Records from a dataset
++++
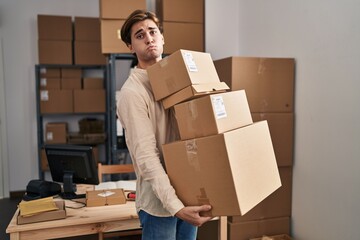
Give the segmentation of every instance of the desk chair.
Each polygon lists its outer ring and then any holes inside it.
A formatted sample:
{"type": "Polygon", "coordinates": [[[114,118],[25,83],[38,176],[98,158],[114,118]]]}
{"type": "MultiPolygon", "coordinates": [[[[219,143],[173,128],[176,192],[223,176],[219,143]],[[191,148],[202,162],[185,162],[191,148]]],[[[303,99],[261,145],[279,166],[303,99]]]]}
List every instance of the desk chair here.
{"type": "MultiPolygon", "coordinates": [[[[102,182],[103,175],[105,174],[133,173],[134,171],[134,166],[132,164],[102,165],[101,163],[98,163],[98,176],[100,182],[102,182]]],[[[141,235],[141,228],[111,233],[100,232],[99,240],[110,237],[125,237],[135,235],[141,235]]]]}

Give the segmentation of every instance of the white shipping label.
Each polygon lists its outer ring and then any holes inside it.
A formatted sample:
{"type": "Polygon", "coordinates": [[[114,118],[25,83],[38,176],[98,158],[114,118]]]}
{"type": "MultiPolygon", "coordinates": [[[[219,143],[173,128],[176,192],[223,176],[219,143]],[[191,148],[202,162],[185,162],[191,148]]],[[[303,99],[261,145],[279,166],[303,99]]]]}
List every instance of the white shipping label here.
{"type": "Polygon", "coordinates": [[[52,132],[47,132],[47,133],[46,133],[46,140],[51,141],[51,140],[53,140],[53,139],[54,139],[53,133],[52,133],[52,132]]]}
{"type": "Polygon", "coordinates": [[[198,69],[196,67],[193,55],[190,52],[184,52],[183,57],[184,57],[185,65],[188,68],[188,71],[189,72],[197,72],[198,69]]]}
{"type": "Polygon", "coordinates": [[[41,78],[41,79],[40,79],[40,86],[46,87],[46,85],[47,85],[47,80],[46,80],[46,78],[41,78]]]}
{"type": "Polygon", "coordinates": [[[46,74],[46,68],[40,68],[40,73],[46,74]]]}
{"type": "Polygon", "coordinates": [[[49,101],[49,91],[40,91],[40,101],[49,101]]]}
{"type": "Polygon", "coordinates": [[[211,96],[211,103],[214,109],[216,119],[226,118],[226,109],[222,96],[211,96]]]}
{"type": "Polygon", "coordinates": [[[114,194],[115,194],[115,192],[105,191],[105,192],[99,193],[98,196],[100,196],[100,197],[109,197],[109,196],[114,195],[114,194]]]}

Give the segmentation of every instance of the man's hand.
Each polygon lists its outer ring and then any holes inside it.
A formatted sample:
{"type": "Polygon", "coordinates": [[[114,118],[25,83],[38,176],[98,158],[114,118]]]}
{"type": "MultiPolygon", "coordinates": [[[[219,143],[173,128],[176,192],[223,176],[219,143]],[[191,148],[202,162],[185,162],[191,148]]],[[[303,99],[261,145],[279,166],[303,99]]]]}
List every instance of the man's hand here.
++++
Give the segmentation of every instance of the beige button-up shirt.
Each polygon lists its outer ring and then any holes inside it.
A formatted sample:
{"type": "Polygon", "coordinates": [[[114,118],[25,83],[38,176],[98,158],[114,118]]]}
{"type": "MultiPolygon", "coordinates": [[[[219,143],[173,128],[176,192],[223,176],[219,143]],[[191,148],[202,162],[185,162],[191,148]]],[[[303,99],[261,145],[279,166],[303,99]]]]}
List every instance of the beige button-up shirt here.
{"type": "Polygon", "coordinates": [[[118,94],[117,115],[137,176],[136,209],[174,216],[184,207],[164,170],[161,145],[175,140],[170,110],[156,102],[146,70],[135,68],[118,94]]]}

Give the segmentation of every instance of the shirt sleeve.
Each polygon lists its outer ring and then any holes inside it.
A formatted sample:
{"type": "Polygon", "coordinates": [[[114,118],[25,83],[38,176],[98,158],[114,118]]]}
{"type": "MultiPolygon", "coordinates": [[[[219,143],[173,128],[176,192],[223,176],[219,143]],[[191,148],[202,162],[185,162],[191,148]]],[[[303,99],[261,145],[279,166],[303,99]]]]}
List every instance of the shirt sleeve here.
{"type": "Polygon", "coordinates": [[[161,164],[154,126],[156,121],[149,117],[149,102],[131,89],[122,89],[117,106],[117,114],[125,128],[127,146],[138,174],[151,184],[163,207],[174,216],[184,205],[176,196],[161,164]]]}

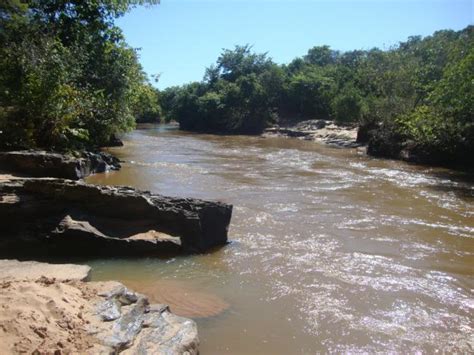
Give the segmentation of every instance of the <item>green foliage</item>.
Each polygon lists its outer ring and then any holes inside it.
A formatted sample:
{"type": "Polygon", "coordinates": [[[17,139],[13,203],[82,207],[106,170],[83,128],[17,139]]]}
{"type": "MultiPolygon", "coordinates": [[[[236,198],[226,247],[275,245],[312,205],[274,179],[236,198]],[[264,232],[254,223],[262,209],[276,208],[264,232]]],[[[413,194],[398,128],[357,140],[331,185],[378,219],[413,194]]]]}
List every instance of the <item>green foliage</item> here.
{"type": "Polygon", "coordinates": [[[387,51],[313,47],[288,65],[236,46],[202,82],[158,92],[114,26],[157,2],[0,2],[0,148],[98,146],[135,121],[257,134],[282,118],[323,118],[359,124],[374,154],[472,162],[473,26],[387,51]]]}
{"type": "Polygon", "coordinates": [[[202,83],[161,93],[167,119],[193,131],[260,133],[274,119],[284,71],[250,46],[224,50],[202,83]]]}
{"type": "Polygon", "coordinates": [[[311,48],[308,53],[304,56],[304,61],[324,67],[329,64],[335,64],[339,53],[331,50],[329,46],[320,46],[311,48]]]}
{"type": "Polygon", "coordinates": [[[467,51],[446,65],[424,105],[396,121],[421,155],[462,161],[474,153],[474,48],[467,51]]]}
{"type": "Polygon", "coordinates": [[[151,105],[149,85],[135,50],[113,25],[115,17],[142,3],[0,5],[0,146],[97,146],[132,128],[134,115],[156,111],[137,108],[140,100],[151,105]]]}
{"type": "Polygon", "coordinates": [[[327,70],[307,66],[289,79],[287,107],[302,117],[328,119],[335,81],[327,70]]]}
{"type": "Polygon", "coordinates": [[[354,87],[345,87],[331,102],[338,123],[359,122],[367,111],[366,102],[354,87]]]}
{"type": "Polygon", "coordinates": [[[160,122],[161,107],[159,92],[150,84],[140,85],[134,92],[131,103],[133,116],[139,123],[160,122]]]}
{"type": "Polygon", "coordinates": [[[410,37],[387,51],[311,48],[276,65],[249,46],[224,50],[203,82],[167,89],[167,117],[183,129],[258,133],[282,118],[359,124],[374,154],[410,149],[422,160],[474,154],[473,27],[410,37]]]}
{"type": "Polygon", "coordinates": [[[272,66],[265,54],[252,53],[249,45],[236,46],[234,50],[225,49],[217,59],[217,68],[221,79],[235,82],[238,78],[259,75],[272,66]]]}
++++
■ Work task: When a line in the data contains "hand", return it as written.

■ Response:
Give the segmentation of every instance of the man's hand.
List every instance of the man's hand here.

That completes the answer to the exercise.